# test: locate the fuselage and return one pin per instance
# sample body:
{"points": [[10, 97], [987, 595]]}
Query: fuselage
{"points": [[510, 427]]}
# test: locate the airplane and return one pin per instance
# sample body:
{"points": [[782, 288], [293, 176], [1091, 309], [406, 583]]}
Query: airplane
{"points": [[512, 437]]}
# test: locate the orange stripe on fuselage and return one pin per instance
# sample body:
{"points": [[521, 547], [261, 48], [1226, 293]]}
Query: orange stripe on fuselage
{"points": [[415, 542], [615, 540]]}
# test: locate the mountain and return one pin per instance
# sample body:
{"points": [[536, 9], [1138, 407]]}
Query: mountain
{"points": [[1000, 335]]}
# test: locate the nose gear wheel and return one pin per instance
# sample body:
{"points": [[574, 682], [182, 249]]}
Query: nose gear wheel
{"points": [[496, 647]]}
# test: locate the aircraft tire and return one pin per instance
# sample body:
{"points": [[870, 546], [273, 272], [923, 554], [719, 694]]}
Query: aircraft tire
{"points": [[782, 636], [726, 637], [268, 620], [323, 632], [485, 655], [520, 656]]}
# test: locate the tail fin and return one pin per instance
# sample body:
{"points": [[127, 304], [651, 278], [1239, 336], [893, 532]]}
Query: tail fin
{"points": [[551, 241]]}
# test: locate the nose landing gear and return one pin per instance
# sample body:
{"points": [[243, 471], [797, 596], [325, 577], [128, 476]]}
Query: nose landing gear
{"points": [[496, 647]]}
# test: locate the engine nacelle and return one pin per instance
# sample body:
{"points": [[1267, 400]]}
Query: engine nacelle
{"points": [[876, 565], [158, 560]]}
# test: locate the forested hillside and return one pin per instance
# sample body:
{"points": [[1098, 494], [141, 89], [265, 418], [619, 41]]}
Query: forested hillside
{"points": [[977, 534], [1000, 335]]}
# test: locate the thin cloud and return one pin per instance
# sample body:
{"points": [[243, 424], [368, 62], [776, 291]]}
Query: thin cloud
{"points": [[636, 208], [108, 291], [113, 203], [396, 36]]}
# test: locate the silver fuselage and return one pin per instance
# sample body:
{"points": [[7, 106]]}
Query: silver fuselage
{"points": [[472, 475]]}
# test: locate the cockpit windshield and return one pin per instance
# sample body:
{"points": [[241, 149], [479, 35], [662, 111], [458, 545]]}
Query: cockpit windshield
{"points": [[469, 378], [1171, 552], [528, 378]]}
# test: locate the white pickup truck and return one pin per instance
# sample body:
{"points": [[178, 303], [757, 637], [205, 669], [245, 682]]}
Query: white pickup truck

··········

Reproduce all of the rows above, substituting "reference body" for every occurrence of "sample body" and keeping everything else identical.

# test: locate the fuselage and return one pin per instance
# reference body:
{"points": [[10, 97], [987, 595]]}
Query: fuselage
{"points": [[510, 427]]}
# test: locate the airplane and return one pin per instance
# reference body:
{"points": [[782, 288], [293, 176], [1091, 309], [406, 583]]}
Query: airplane
{"points": [[512, 437]]}
# test: locate the orange stripe on fuselage and return one pin per instance
# reference body:
{"points": [[521, 547], [261, 48], [1226, 293]]}
Query: orange stripe on fuselage
{"points": [[415, 542], [615, 540]]}
# test: locate the mountain and return one pin per instance
# reference body:
{"points": [[536, 9], [1138, 407]]}
Query: mountain
{"points": [[1000, 335]]}
# test: locate the nose gear wheel and return one pin per instance
# reference body:
{"points": [[574, 682], [182, 249]]}
Query: nose gear wheel
{"points": [[496, 647]]}
# test: locate the aircraft tire and return one pin per instance
# reference body:
{"points": [[870, 546], [273, 272], [923, 554], [719, 694]]}
Query: aircraft tire
{"points": [[782, 636], [726, 637], [268, 620], [323, 632], [485, 655], [520, 656]]}
# test: locate the tail fin and return one pin per instance
# reference body:
{"points": [[127, 304], [651, 278], [1239, 336], [893, 532]]}
Query: tail fin
{"points": [[551, 241]]}
# test: locate the nose landing gear and return one pin per instance
# reference body:
{"points": [[243, 471], [797, 596], [325, 577], [128, 476]]}
Query: nose landing gear
{"points": [[496, 647]]}
# test: locate the engine nacelle and return one pin per instance
# reference body:
{"points": [[1267, 400]]}
Query: engine nacelle
{"points": [[876, 565], [158, 560]]}
# test: locate the forested hillside and return one pin per instance
# reference body:
{"points": [[1098, 494], [141, 89], [265, 418], [619, 41]]}
Query: forested hillside
{"points": [[977, 534], [1000, 335]]}
# test: locate the thin cloud and return one pin per instance
# reference body:
{"points": [[243, 424], [368, 62], [776, 291]]}
Query: thin cloud
{"points": [[636, 208], [108, 291], [113, 203], [396, 36]]}
# test: locate the silver fuselage and return one pin per instance
# reference body:
{"points": [[7, 106]]}
Query: silver fuselage
{"points": [[472, 475]]}
# test: locate the cockpit windshield and return one pin per instance
# reference body:
{"points": [[241, 149], [479, 35], [662, 111], [458, 545]]}
Query: cockpit windshield
{"points": [[469, 378], [1171, 552], [528, 378]]}
# test: locate the white pickup truck and return one pin per instance
# reference body:
{"points": [[178, 303], [757, 637], [205, 669], [245, 682]]}
Query: white pickup truck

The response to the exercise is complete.